We are learning about the Collection Interface and I was wondering if you all have any good advice for it's general use? What can you do with an Collection that you cannot do with an array? What can you do with an array that you cannot do with a Collection(besides allowing duplicates)?
The easy way to think of it is: Collections beat object arrays in basically every single way. Consider:
A collection can be mutable or immutable. A nonempty array must always be mutable.
A collection can allow or disallow null elements. An array must always permit null elements.
A collection can be thread-safe; even concurrent. An array is never safe to publish to multiple threads.
A list or set's equals, hashCode and toString methods do what users expect; on an array they are a common source of bugs.
A collection is type-safe; an array is not. Because arrays "fake" covariance, ArrayStoreException can result at runtime.
A collection can hold a non-reifiable type (e.g. List<Class<? extends E>> or List<Optional<T>>). An array will generate a warning for this.
A collection can have views (unmodifiable, subList...). No such luck for an array.
A collection has a full-fledged API; an array has only set-at-index, get-at-index, length and clone.
Type-use annotations like #Nullable are very confusing with arrays. I promise you can't guess what #A String #B [] #C [] means.
Because of all the reasons above, third-party utility libraries should not bother adding much additional support for arrays, focusing only on collections, so you also have a network effect.
Object arrays will never be first-class citizens in Java APIs.
A couple of the reasons above are covered -- but in much greater detail -- in Effective Java, Third Edition, Item 28, from page 126.
So, why would you ever use object arrays?
You're very tightly optimizing something
You have to interact with an API that uses them and you can't fix it
so convert to/from a List as close to that API as you can
Because varargs (but varargs is overused)
so ... same as previous
Obviously some collection implementations must be using them
I can't think of any other reasons, they suck bad
It's basically a question of the desired level of abstraction.
Most collections can be implemented in terms of arrays, but they provide many more methods on top of it for your convenience. Most collection implementations I know of for instance, can grow and shrink according to demand, or perform other "high-level" operations which basic arrays can't.
Suppose for instance that you're loading strings from a file. You don't know how many new-line characters the file contains, thus you don't know what size to use when allocating the array. Therefore an ArrayList is a better choice.

**EXERCISES TO COMPLETE:**
• 1. Output the passage of the collections-versus-arrays thread that begins at the words "A collection can allow" and stops after the words "#C [] means.".
• 2. Name every operation that, according to the collections-versus-arrays thread, makes up the entire API of an array.
• 3. Summarize the collections-versus-arrays thread in two sentences.
The entries that come next are separate material, unrelated to the collections-versus-arrays thread.

**SUPPLIED INFORMATION:**
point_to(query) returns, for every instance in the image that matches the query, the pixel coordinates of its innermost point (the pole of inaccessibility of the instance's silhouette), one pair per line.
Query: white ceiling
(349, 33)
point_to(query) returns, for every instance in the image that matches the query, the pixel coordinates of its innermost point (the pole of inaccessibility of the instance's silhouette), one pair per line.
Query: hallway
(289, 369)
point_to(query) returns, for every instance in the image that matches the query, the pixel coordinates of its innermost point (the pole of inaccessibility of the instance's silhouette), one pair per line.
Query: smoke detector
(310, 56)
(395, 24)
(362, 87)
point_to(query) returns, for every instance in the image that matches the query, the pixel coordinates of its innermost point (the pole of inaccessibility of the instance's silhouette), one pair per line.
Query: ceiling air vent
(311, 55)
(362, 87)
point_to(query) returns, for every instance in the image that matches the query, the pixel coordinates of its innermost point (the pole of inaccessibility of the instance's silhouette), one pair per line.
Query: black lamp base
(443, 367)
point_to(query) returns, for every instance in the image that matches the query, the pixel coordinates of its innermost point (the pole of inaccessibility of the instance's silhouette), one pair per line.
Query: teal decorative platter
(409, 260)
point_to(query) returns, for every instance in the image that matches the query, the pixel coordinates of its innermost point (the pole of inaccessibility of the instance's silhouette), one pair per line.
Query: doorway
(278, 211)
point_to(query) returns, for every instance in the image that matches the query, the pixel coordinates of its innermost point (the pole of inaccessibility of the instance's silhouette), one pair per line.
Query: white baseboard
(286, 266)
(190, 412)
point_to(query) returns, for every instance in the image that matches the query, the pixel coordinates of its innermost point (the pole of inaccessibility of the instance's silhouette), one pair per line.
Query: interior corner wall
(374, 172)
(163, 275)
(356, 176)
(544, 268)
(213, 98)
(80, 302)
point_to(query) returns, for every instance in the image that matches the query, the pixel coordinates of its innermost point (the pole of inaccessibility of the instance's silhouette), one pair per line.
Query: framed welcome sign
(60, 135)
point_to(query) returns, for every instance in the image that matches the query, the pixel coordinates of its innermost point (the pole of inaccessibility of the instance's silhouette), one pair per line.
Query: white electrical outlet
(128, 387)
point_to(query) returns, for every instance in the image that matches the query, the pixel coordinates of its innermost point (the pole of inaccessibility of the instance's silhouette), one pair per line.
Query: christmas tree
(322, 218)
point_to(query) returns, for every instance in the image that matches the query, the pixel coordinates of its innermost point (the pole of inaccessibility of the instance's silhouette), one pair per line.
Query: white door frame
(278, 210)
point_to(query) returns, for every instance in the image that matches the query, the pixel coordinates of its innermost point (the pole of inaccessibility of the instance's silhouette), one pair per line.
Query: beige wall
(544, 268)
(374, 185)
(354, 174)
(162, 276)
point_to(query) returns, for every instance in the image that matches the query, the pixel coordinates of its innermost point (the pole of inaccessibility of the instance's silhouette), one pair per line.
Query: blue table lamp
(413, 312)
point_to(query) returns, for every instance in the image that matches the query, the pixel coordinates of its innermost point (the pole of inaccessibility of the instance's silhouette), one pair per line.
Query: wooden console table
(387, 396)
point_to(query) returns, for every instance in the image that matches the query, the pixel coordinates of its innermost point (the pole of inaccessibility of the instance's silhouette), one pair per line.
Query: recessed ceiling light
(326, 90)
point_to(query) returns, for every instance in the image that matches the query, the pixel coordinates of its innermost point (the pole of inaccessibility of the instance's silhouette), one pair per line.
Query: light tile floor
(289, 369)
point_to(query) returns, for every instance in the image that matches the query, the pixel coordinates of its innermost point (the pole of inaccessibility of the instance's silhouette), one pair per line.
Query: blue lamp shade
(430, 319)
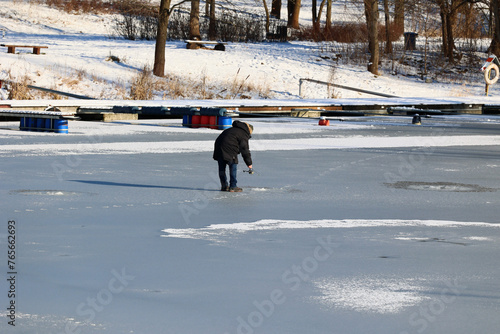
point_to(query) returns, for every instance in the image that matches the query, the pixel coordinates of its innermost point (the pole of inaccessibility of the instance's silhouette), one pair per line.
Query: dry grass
(18, 87)
(142, 85)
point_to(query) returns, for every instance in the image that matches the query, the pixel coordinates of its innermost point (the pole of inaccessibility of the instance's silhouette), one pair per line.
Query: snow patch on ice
(219, 233)
(368, 294)
(256, 145)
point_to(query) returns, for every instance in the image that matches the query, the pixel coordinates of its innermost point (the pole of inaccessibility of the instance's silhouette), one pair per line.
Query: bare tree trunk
(276, 9)
(212, 33)
(267, 15)
(293, 13)
(371, 13)
(161, 38)
(388, 42)
(328, 20)
(399, 16)
(495, 41)
(194, 20)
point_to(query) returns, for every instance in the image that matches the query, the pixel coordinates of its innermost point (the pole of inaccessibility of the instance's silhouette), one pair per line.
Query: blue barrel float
(40, 124)
(48, 124)
(61, 125)
(225, 122)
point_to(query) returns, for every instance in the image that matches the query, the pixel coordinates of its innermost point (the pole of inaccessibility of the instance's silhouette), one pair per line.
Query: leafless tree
(166, 9)
(276, 9)
(371, 14)
(495, 41)
(194, 20)
(293, 13)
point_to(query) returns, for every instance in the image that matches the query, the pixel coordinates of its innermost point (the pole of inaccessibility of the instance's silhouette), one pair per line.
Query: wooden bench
(36, 48)
(195, 44)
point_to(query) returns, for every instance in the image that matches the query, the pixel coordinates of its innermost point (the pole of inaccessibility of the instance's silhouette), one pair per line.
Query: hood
(244, 126)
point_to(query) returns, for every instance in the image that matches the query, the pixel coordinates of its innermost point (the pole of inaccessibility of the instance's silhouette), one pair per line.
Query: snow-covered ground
(370, 225)
(79, 46)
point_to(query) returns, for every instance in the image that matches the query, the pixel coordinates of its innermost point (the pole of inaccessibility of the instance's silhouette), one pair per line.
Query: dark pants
(232, 173)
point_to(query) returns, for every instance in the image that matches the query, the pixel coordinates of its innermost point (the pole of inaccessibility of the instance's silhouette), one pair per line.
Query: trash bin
(410, 41)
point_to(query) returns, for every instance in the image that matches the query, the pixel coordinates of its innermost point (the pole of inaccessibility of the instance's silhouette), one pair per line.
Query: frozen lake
(370, 225)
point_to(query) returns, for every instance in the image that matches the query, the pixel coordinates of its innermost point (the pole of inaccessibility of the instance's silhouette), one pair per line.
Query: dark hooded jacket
(232, 142)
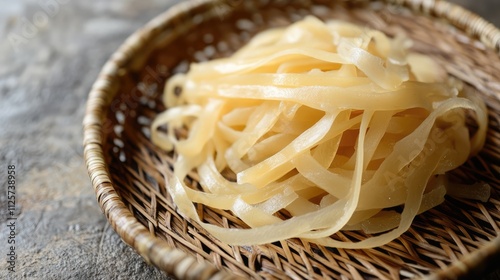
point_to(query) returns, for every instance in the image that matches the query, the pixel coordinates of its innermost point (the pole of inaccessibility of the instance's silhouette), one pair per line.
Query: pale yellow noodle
(329, 124)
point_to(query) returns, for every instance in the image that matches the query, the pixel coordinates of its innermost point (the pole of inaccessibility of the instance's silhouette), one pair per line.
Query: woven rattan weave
(128, 172)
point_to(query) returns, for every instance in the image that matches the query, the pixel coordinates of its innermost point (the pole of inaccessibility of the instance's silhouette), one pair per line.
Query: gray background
(46, 72)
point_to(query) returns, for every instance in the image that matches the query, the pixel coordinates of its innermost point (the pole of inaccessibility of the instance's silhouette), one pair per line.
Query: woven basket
(458, 238)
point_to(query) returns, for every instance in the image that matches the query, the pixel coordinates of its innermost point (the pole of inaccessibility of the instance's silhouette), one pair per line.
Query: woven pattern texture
(128, 172)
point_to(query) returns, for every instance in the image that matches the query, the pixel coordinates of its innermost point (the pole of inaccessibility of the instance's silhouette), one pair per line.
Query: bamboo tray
(456, 239)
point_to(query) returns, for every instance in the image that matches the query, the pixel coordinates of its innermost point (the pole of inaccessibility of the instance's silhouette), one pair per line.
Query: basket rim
(155, 250)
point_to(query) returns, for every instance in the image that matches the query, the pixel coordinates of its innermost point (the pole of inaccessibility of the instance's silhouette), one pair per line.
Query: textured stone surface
(50, 54)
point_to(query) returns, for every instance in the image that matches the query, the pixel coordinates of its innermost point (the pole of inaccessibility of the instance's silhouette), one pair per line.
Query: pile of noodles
(328, 124)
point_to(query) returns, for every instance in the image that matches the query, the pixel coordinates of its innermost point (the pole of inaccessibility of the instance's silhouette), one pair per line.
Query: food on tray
(315, 128)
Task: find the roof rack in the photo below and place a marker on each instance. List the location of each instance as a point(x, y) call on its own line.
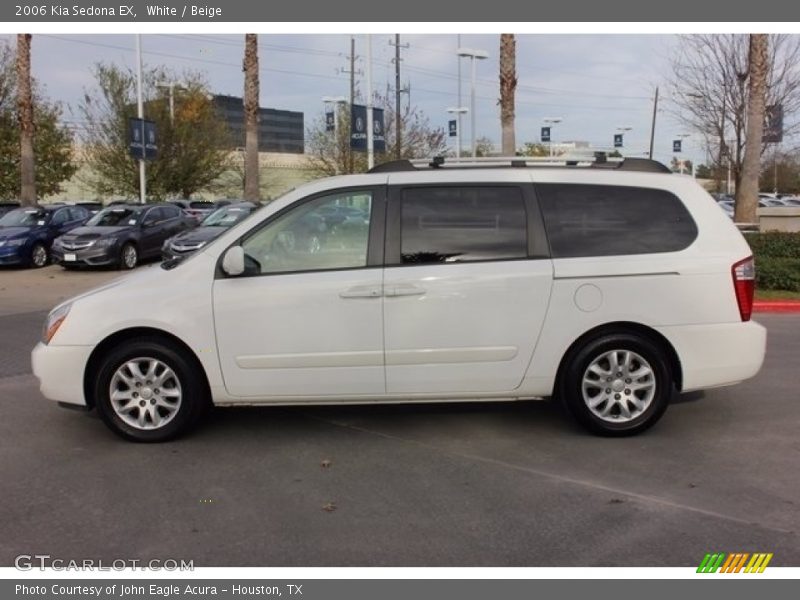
point(598, 161)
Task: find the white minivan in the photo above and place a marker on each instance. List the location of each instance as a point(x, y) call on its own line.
point(609, 285)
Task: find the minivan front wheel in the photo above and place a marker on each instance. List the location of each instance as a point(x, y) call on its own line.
point(618, 384)
point(146, 391)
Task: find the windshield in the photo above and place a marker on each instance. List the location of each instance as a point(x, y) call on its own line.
point(226, 216)
point(25, 217)
point(201, 204)
point(118, 216)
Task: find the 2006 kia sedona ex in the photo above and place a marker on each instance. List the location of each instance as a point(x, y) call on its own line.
point(608, 285)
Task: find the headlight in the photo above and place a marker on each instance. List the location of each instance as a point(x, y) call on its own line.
point(54, 321)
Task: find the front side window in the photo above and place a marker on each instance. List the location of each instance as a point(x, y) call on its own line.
point(115, 217)
point(24, 217)
point(462, 224)
point(604, 220)
point(313, 237)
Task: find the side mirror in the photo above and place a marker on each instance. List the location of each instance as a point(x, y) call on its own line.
point(233, 261)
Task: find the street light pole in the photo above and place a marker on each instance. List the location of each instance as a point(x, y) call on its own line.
point(653, 127)
point(335, 102)
point(459, 110)
point(473, 55)
point(140, 113)
point(683, 136)
point(552, 121)
point(370, 133)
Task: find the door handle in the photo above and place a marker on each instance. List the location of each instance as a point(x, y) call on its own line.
point(404, 289)
point(362, 291)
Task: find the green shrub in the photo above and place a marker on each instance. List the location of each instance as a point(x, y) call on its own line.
point(777, 257)
point(778, 274)
point(774, 244)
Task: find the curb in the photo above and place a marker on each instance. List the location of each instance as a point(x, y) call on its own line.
point(782, 306)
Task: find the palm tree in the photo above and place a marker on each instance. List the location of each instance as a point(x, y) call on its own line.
point(25, 112)
point(251, 89)
point(508, 86)
point(747, 191)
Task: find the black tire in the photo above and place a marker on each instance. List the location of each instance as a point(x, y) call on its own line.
point(128, 256)
point(617, 390)
point(193, 393)
point(39, 255)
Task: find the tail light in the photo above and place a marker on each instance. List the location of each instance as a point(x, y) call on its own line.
point(744, 282)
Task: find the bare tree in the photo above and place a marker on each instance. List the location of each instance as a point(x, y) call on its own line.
point(758, 71)
point(251, 90)
point(508, 87)
point(25, 113)
point(710, 96)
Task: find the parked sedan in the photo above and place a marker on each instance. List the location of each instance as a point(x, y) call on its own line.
point(120, 235)
point(212, 227)
point(197, 209)
point(27, 234)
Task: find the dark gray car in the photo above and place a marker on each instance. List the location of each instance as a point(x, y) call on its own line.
point(120, 235)
point(211, 228)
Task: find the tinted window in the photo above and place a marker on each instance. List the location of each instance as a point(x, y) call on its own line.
point(595, 220)
point(60, 217)
point(169, 212)
point(76, 213)
point(24, 217)
point(201, 204)
point(457, 224)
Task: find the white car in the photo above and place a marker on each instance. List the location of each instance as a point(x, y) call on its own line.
point(610, 285)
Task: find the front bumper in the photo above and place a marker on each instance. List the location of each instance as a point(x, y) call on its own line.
point(91, 256)
point(60, 372)
point(12, 255)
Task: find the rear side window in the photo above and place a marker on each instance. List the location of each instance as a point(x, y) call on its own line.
point(169, 212)
point(461, 224)
point(597, 220)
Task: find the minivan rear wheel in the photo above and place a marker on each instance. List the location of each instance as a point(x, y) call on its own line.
point(617, 384)
point(146, 391)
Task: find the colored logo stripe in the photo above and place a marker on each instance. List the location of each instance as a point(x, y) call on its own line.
point(735, 562)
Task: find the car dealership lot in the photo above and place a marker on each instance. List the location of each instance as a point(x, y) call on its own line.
point(440, 485)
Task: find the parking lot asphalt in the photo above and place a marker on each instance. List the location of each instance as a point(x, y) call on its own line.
point(484, 484)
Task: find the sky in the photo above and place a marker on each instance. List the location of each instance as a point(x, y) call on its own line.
point(595, 83)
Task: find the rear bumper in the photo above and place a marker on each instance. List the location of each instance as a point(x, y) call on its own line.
point(716, 355)
point(60, 372)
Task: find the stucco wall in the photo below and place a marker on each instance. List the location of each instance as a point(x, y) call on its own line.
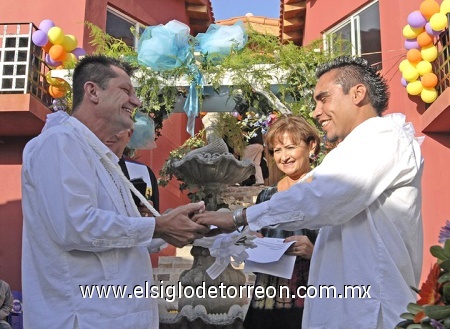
point(393, 17)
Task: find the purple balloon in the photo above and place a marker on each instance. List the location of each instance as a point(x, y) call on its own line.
point(51, 62)
point(416, 19)
point(411, 44)
point(39, 38)
point(404, 82)
point(78, 52)
point(430, 30)
point(46, 25)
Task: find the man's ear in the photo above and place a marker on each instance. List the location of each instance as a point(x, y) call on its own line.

**SOLUTION LIST:**
• 1.
A collection can allow or disallow null elements. An array must always permit null elements.
A collection can be thread-safe; even concurrent. An array is never safe to publish to multiple threads.
A list or set's equals, hashCode and toString methods do what users expect; on an array they are a common source of bugs.
A collection is type-safe; an array is not. Because arrays "fake" covariance, ArrayStoreException can result at runtime.
A collection can hold a non-reifiable type (e.g. List<Class<? extends E>> or List<Optional<T>>). An array will generate a warning for this.
A collection can have views (unmodifiable, subList...). No such luck for an array.
A collection has a full-fledged API; an array has only set-at-index, get-at-index, length and clone.
Type-use annotations like #Nullable are very confusing with arrays. I promise you can't guess what #A String #B [] #C [] means.

• 2. set-at-index, get-at-index, length, clone

• 3. A question asks what collections can do that arrays cannot, and one reply argues that collections beat object arrays in nearly every way, including choices about mutability and nulls, thread safety, type safety, views, and a full API, leaving arrays mainly for tight optimization, APIs that can't be fixed, and varargs. Another reply frames the choice as one of abstraction, noting that collections such as ArrayList can grow on demand, which suits loading an unknown number of strings from a file.